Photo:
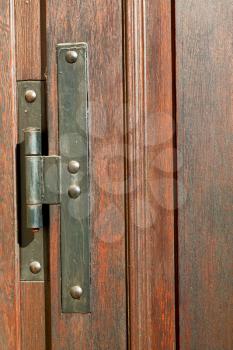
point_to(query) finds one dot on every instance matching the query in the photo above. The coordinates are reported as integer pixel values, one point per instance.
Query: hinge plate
(74, 147)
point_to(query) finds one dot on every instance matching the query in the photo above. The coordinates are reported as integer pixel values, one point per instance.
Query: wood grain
(99, 24)
(149, 110)
(34, 325)
(205, 124)
(9, 269)
(30, 39)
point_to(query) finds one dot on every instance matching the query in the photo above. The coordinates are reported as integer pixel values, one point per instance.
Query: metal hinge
(57, 179)
(43, 179)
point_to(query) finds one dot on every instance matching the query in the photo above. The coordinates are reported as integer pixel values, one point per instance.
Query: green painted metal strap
(74, 147)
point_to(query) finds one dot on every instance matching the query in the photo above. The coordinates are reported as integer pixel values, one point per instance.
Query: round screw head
(76, 292)
(35, 267)
(71, 56)
(74, 191)
(73, 166)
(30, 96)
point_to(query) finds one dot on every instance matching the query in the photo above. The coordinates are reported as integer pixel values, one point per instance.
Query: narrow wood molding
(148, 111)
(9, 268)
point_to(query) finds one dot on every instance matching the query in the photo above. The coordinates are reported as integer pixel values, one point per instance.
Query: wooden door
(160, 97)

## THE REQUEST
Transcribe every record above exactly as written, leaving out any pictures.

## SOLUTION BELOW
Photo:
point_to(query) finds one dot on every instance matching the query in the photo above. The coordinates are reported as integer pixel values, one point per instance.
Query: hinge plate
(74, 147)
point_to(query) finds one dot on every instance matching the query in the photo above. The coordinates are reported as integer pixel values, one point per instance.
Query: wood grain
(99, 24)
(149, 110)
(34, 325)
(205, 124)
(9, 269)
(30, 39)
point_to(query) finds one dot on every instance matching the query in the photo above. The coordinates are reported as integer pixel values, one point per instance.
Query: metal hinge
(57, 179)
(43, 179)
point_to(query) finds one dot on every instance matching the query in the photo above. The coordinates are reported as integer pixel values, one point per instance.
Query: green painted metal strap
(74, 147)
point_to(query) finds one dot on every instance matching the query in the photo above. The coordinates are reported as integer pixel values, one point per instance.
Query: round screw head
(76, 292)
(35, 267)
(71, 56)
(74, 191)
(73, 166)
(30, 96)
point_to(query) finds one dot on every instance matching the query in the photo above. The coordinates are reported as integer pixel values, one point per instance.
Query: narrow wood molding
(148, 111)
(9, 268)
point_to(query) finds one dot on every instance matching the query in the photo above. The coordinates are reported as integer pixel values, one point per instance.
Query: wooden door
(160, 97)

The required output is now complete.